DIRECTIONS FOR THIS TASK:
List the lines of this listing that hold the word "white".

GIVEN ENTRIES:
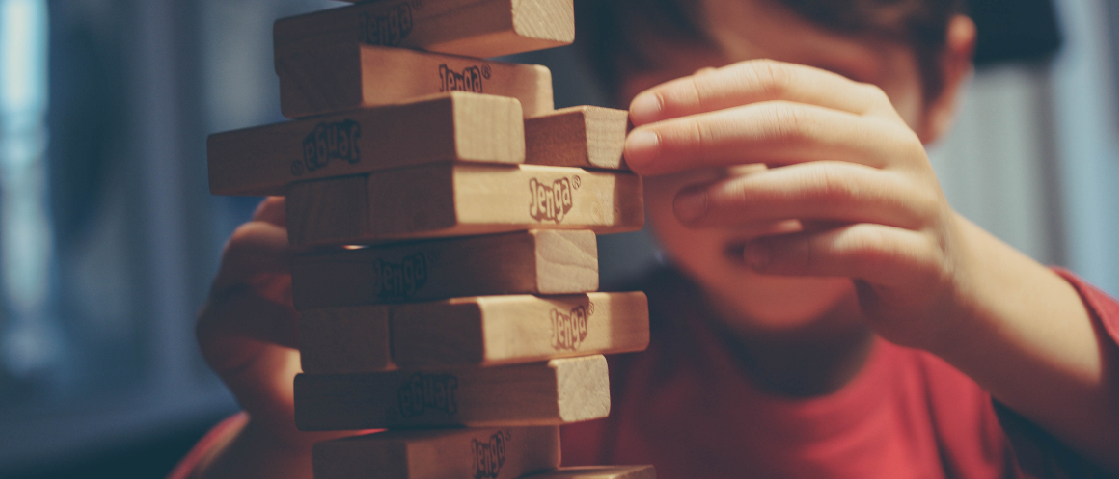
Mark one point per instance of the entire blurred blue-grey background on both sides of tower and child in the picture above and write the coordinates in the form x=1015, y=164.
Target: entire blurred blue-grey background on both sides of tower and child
x=109, y=237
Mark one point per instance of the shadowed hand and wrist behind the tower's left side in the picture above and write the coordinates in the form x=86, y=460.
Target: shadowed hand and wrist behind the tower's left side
x=248, y=333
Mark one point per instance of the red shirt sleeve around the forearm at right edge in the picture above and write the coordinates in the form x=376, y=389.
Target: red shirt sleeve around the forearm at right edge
x=1039, y=454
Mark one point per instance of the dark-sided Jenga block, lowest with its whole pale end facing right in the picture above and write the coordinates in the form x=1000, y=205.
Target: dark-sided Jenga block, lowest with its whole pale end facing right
x=553, y=393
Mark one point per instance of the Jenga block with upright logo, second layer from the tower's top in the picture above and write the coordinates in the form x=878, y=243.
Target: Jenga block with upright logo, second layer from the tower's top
x=350, y=77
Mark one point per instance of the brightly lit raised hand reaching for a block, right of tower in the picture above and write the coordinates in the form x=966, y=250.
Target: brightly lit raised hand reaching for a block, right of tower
x=847, y=161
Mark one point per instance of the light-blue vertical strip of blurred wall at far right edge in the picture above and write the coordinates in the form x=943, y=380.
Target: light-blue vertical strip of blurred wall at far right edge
x=1086, y=112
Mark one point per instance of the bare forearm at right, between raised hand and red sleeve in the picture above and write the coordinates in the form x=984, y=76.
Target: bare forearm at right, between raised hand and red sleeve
x=1028, y=339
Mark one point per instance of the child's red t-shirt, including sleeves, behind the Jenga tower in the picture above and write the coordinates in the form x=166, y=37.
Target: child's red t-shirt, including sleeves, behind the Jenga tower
x=685, y=407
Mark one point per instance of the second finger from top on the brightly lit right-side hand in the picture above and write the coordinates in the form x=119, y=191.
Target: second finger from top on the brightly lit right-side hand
x=770, y=133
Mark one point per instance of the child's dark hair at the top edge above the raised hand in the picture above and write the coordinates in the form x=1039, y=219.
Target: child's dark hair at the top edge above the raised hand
x=609, y=30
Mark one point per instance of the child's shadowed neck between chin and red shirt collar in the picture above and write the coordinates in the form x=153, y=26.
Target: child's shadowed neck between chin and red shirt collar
x=812, y=361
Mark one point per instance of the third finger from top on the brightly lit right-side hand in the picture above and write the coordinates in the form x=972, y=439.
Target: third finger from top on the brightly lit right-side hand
x=826, y=191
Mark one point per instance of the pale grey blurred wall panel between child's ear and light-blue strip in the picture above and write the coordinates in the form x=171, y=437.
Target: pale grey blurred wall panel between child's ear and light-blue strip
x=998, y=165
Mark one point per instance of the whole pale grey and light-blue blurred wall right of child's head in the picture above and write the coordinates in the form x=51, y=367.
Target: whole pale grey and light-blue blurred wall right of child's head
x=1035, y=156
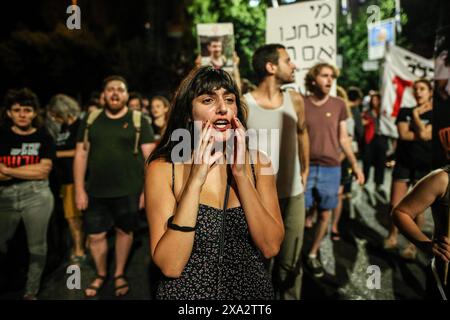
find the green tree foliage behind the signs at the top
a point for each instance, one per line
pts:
(250, 23)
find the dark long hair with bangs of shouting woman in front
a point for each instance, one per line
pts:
(199, 81)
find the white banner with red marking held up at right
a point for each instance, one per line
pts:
(401, 69)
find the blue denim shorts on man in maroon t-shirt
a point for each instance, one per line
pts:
(323, 187)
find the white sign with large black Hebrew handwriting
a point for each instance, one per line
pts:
(307, 30)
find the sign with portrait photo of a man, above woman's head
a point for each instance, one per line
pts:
(216, 44)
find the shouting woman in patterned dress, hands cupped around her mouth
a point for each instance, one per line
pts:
(212, 220)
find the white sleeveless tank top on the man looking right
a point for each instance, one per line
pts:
(281, 148)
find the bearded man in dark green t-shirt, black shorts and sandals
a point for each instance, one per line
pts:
(113, 194)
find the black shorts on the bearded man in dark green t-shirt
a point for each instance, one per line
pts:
(104, 213)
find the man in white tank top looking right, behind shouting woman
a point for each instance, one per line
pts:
(279, 122)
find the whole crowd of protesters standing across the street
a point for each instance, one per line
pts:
(226, 220)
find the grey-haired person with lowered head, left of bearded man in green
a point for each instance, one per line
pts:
(65, 111)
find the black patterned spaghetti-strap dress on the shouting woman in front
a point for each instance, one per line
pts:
(224, 264)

WRITTEN ANSWER:
find the white banner with red marking held up at right
find the white sign with large black Hebrew handwriting
find the white sleeveless tank top on the man looking right
find the man in white tank top looking right, behind shouting woman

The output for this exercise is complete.